* **Data in this exercise**:
━━━

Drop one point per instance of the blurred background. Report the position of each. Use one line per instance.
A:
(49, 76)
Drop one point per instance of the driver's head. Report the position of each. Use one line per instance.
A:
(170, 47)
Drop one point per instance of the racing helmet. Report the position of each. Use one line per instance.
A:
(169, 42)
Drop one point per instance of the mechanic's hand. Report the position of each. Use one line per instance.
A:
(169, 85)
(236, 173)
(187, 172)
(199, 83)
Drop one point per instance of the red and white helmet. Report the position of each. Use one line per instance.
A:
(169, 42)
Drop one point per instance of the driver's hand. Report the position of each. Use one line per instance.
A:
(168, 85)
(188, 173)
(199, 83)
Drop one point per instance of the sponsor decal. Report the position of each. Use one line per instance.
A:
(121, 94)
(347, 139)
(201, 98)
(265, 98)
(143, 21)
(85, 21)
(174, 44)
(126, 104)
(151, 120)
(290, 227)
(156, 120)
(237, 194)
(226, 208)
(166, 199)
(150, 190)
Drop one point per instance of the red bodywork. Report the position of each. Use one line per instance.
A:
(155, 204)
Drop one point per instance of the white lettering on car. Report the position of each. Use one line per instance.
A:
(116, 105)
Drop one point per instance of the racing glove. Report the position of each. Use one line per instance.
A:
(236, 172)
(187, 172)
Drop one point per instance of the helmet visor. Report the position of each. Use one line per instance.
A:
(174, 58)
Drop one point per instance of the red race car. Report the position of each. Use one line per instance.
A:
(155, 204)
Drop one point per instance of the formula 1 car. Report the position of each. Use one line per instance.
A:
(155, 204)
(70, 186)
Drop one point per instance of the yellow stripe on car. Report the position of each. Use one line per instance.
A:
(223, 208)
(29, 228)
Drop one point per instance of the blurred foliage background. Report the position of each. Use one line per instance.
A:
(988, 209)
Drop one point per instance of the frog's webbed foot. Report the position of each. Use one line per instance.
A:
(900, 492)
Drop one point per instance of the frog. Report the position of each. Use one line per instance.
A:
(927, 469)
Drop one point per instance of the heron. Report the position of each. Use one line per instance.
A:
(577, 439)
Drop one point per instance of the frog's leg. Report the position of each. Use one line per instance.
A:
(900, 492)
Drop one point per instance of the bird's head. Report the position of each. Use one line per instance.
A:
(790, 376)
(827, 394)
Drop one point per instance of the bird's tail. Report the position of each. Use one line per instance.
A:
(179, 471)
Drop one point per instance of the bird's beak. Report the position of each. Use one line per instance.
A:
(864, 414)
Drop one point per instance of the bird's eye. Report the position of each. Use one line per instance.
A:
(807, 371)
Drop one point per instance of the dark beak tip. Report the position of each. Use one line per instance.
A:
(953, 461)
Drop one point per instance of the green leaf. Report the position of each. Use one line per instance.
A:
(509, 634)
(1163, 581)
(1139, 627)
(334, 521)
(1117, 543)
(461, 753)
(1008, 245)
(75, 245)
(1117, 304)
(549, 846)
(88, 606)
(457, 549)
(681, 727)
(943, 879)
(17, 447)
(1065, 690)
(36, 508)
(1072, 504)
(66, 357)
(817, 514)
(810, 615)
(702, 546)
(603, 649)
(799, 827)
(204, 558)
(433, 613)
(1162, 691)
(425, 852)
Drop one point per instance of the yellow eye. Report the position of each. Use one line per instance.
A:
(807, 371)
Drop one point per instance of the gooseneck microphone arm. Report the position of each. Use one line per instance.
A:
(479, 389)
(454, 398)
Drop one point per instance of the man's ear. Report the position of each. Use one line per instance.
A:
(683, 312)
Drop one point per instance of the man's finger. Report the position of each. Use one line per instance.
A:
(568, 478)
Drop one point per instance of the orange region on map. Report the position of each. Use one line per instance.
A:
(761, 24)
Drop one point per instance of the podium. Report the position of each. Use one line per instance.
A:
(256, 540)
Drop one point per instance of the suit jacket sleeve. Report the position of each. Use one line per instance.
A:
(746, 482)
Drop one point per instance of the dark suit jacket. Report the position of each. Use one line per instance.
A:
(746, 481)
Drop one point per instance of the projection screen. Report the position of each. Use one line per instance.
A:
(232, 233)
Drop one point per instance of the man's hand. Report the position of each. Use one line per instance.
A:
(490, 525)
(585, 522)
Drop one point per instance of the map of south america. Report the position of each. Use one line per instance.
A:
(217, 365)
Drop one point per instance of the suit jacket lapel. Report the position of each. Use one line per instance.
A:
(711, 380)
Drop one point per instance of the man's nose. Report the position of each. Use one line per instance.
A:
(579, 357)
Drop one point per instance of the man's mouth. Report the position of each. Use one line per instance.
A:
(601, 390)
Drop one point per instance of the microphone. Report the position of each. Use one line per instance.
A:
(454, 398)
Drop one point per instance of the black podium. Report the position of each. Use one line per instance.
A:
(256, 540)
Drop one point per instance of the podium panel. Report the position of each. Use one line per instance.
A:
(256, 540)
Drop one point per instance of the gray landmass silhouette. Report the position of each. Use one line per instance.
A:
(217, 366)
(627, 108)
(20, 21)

━━━

* **What is expected**: The complete data above is to be written out again as it stands.

* **Worked solution**:
Drop one point per instance of the blurred background. Report the position of each. Use one line per instance.
A:
(49, 76)
Drop one point per instance of the driver's head. Report the position of each. Use one line per instance.
A:
(170, 47)
Drop one point per instance of the racing helmet. Report the position of each. Use one line per instance.
A:
(169, 42)
Drop one point per instance of the mechanic's hand. Report the position of each. Use one line per instance.
A:
(169, 85)
(236, 173)
(187, 172)
(199, 83)
Drop one point per instance of the red and white helmet. Report the position of each. Use one line per instance.
A:
(169, 42)
Drop one point per instance of the driver's hand. Report the position of each. Use one line per instance.
A:
(168, 85)
(188, 173)
(199, 83)
Drop one point per instance of the sponsor decal. Report the position of each. Use one line per instance.
A:
(121, 94)
(347, 139)
(201, 98)
(265, 98)
(143, 21)
(85, 21)
(174, 44)
(126, 104)
(151, 120)
(290, 227)
(156, 120)
(237, 194)
(226, 208)
(166, 199)
(150, 190)
Drop one point per instance of the red bodywork. Report the position of each. Use one line per instance.
A:
(155, 204)
Drop one point per instance of the white lettering on car. Report the position of each. Use one line per instance.
A:
(116, 105)
Drop one point per instance of the racing glove. Report the position of each. Use one line per instance.
A:
(236, 172)
(187, 172)
Drop one point per instance of the helmet visor. Report the position of each. Use one line per instance.
A:
(174, 58)
Drop one point per instance of the red race car. Report the position of each. Use one line per instance.
A:
(155, 204)
Drop one point per instance of the formula 1 car. Report the position of each. Use one line per instance.
A:
(155, 204)
(70, 186)
Drop one point per instance of the yellow stripe on car. Report the position of each. Use one line per instance.
A:
(223, 208)
(29, 228)
Drop one point per instance of the blurred foliage background. Report the position of each. Use one line per instance.
A:
(988, 209)
Drop one point per instance of the frog's webbed foot. Report the position of each. Use one line per instance.
A:
(900, 492)
Drop one point per instance of the frog. Report the position of each. Use one line per instance.
A:
(927, 469)
Drop one point per instance of the heron. Report the position of each. Use one line per instance.
A:
(577, 439)
Drop one point per instance of the frog's leg. Report the position of each. Use one line per instance.
A:
(900, 492)
Drop one point per instance of the bird's head. Report the position of each. Use one line per instance.
A:
(790, 376)
(827, 394)
Drop one point per instance of the bird's tail. Report the position of each. Use one line per instance.
A:
(179, 471)
Drop one point per instance of the bird's beak. Report the position of each. Use one line per instance.
A:
(864, 414)
Drop one point per instance of the bird's eye. Report the position of each. Use one line per instance.
A:
(807, 371)
Drop one point per instance of the dark beak tip. Report the position of each. Use one line per instance.
A:
(953, 461)
Drop one point per instance of the green leaf. Report the position of each. Use one line per instance.
A:
(509, 634)
(1163, 581)
(1139, 627)
(334, 521)
(1117, 543)
(461, 753)
(1008, 245)
(75, 245)
(1117, 304)
(549, 846)
(88, 606)
(457, 549)
(681, 727)
(943, 879)
(17, 447)
(1065, 690)
(36, 508)
(1072, 504)
(66, 357)
(817, 514)
(810, 615)
(702, 546)
(603, 649)
(799, 827)
(204, 558)
(433, 613)
(1162, 691)
(425, 852)
Drop one point per instance of the yellow eye. Report the position of each. Use one line per instance.
A:
(807, 371)
Drop one point per instance of the gooseneck microphone arm. Report the position of each. Use one line per instance.
A:
(479, 389)
(454, 398)
Drop one point per instance of the man's ear. Report the position of each. Use one line per instance.
A:
(683, 312)
Drop one point per instance of the man's finger. Report the position of each. Use one line per instance.
A:
(568, 478)
Drop one point per instance of the orange region on map. Report the position of each. Use one line per instance.
A:
(761, 24)
Drop one point per instance of the podium. Report the position of each. Use one line per instance.
A:
(256, 540)
Drop one point per instance of the suit jacket sleeve. Report the position of each. Use one line per instance.
A:
(746, 482)
Drop one point per instance of the dark suit jacket. Report the position of each. Use one line per instance.
A:
(746, 481)
Drop one point per instance of the projection screen. Report the position of each. Use one line per instance.
A:
(232, 233)
Drop one point per instance of the man's hand. Report the position of each. Use one line per instance.
A:
(490, 525)
(585, 522)
Drop one point per instance of the map of south america. Report the position of each. Use one line per instance.
A:
(217, 365)
Drop one point per instance of the suit jacket lapel. Report the position of each. Use one line per instance.
A:
(711, 380)
Drop one point per instance of the man's nose. Report the position of each. Use one line per instance.
A:
(579, 357)
Drop one point per instance of the man's mouth. Report the position of each. Use one line per instance.
A:
(601, 390)
Drop one point per instance of the microphone. Report the position of each. Use one line per instance.
A:
(454, 398)
Drop one point per instance of the black podium. Report the position of each. Use one line per instance.
A:
(256, 540)
Drop one point per instance of the podium panel. Report the position of each. Use one line per instance.
A:
(256, 540)
Drop one point per instance of the gray landmass silhouette. Report the position of each. Use one line per instance.
A:
(217, 366)
(627, 108)
(20, 21)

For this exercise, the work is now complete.